===== Text zum Lesen

Absolut nichts auffälliges zu erkennen.
Im Internet habe ich auch Berichte über einen nicht dokumentierten Jumper J1 entdeckt, aber auch die Überbrückung dessen brachte keinen Erfolg.
Einzig und allein die Grafikkarte konnte ich nicht überprüfen, da kein Ersatz zur Hand.

Hat vielleicht noch jemand eine Idee, wäre sehr schade, da wirklich ein gutes Teil


----------



## MaB-(GER)- (5. Dezember 2011)

Hi, 

denke mal, du hast 2x2GB Ram Module, richtig ? Hast du auch schon mal versucht, jeweils nur ein Ram Modul zu verwenden in den oberen Steckplatz, falls sich der Laptop dann immernoch nicht einschalten lässt das selbe Ram Modul dann in den unteren Ram Steckplatz einzubauen und falls er sich dann immernoch nicht einschalten lässt, das selbe mit dem anderen 2GB Ram Modul zu versuchen ? 

MfG

MaB-(GER)-


----------



## solari (5. Dezember 2011)

Hallo MaB,

eben getestet, leider keine Besserung


----------



## MaB-(GER)- (5. Dezember 2011)

hi nochmal,

hmm, schade, hatte bei mir geholfen, der Laptop ging auch nicht an und da war wohl eine Ram Bank defekt, denn die beiden Rams gingen, nur nicht auf dem oberen Ram Slot, aber im unteren.
Waren beide Rams drinn, also einer im oberen und der andere in der unteren Ram Bank, ging der Laptop nicht an.


----------



## solari (5. Dezember 2011)

Danke Dir trotzdem


----------



## MaB-(GER)- (6. Dezember 2011)

Hi !

Und, wie schauts denn inzwischen aus mit dem Laptop ? Hast du ihn wieder hinbekommen ? Funktioniert der Laptop dann ohne Strom also nur mit Akku auch nicht bzw. lässt sich dann auch nicht einschalten ?


----------



## solari (7. Dezember 2011)

Hy,

Danke für Dein Interesse 

Strom, Akku alles ausprobiert, nix.

==========
===== Auszüge der Auflistung

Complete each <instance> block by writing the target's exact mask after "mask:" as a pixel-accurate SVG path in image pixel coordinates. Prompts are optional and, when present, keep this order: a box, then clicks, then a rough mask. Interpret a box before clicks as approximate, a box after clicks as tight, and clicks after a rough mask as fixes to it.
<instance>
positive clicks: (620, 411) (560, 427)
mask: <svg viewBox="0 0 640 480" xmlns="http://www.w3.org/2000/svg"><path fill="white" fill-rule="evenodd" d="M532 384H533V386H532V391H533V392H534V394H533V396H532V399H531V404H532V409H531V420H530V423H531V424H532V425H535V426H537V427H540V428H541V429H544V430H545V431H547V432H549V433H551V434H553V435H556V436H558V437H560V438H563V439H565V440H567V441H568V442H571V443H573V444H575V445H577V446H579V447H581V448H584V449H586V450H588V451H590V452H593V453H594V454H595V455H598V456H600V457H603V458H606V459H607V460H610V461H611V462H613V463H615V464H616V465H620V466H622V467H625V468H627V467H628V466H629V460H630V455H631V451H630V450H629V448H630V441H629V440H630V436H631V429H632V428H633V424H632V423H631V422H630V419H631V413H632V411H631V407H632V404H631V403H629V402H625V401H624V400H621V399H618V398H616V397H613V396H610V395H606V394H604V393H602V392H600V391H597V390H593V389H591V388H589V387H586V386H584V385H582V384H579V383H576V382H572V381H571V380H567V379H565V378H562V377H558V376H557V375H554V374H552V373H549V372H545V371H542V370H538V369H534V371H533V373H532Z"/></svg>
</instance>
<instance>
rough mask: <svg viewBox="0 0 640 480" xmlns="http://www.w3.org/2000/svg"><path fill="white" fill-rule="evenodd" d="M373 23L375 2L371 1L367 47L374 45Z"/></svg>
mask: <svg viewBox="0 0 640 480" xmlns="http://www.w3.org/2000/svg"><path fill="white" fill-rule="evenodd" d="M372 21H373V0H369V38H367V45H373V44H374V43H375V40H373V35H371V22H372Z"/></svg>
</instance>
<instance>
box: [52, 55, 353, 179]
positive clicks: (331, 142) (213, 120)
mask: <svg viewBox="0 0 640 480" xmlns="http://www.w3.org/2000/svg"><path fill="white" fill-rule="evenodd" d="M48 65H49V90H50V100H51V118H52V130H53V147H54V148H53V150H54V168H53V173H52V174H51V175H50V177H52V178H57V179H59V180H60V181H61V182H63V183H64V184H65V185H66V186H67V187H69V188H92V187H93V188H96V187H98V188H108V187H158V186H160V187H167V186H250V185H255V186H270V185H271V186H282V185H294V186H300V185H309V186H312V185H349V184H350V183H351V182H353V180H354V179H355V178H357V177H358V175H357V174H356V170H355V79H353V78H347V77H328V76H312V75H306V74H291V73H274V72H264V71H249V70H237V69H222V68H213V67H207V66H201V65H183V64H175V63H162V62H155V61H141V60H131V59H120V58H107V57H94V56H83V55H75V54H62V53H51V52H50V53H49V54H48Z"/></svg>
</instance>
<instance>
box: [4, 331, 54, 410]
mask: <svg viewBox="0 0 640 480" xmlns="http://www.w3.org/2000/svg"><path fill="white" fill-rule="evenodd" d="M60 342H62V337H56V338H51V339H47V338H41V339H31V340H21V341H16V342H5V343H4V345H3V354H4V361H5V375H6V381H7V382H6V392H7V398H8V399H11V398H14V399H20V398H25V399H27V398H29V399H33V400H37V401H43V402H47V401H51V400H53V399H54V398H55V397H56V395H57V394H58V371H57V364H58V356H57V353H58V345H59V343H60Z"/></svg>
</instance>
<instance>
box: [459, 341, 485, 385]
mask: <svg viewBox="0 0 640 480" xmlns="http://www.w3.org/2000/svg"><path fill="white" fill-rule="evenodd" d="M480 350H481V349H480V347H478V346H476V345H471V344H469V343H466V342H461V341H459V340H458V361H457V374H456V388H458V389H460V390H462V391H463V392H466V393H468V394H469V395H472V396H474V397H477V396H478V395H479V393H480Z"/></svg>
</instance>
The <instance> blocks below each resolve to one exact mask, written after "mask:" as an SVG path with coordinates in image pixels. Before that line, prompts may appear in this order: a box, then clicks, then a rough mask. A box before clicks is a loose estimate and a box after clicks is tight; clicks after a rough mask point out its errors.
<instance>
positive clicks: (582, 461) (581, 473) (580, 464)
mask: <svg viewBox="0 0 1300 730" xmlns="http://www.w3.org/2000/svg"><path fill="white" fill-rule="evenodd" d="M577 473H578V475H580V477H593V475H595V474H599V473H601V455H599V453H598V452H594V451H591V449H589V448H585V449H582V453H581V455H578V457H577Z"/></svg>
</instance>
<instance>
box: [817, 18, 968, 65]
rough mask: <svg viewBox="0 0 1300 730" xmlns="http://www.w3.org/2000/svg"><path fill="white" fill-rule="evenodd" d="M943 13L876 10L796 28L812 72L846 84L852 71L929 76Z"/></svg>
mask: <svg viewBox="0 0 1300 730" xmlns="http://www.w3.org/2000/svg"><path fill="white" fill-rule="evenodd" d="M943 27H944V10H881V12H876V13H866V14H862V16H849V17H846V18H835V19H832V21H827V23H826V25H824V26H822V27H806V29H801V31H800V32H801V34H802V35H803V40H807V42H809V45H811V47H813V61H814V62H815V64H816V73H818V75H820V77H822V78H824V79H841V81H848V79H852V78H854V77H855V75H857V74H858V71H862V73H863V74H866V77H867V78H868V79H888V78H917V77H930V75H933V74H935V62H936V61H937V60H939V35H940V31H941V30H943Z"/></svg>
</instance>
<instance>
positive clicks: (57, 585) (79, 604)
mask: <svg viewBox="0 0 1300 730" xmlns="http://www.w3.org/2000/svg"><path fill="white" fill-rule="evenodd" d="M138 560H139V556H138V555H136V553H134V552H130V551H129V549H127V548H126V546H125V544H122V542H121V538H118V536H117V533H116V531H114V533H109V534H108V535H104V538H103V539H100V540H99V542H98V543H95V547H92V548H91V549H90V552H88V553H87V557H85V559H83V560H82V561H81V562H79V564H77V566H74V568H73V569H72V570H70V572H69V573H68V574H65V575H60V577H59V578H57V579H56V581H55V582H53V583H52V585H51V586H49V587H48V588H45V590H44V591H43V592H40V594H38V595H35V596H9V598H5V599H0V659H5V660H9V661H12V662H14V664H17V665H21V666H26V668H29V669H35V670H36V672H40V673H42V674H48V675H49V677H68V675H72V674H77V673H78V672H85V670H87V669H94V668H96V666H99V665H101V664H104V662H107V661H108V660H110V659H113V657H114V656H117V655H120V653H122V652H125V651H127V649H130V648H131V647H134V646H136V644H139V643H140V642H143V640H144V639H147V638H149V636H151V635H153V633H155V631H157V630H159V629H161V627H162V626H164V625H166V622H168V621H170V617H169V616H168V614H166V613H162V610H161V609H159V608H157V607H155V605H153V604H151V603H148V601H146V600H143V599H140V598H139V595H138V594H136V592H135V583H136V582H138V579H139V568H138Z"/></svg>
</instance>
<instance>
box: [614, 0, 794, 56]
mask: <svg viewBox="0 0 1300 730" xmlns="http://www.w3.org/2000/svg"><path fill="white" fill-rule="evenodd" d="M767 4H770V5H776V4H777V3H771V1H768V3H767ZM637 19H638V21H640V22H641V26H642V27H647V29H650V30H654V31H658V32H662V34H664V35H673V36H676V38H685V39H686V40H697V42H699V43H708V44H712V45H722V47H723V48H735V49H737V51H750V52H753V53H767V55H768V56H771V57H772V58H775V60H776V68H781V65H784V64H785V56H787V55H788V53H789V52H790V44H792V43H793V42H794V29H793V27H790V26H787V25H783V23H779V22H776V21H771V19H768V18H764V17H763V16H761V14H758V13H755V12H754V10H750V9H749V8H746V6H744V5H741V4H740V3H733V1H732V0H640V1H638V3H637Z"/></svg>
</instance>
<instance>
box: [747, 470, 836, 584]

==========

◆ Aufgaben und Übungen ◆
**a.** Schreiben Sie bitte aus dem Forumsauszug den Abschnitt wortgetreu ab, der mit „## MaB-(GER)- (6.“ anfängt und mit „nicht einschalten ?“ aufhört.
**b.** Fassen Sie den Forumsauszug in drei Sätzen zusammen.
Die Auflistung ist eigenständiges Material und gehört nicht zum Forumsauszug.

◆ Lösungen der Aufgaben ◆
**a.**
## MaB-(GER)- (6. Dezember 2011)

Hi !

Und, wie schauts denn inzwischen aus mit dem Laptop ? Hast du ihn wieder hinbekommen ? Funktioniert der Laptop dann ohne Strom also nur mit Akku auch nicht bzw. lässt sich dann auch nicht einschalten ?

**b.** Bei einem Laptop brachte auch die Überbrückung eines nicht dokumentierten Jumpers J1 keinen Erfolg, und nur die Grafikkarte konnte mangels Ersatz nicht überprüft werden. MaB-(GER)- schlägt vor, jedes Ram-Modul einzeln im oberen und im unteren Steckplatz zu testen, was bei einem eigenen Laptop mit defekter Ram-Bank geholfen hatte. solari meldet, dass dieser Test keine Besserung brachte und auch das Ausprobieren von Strom und Akku nichts änderte.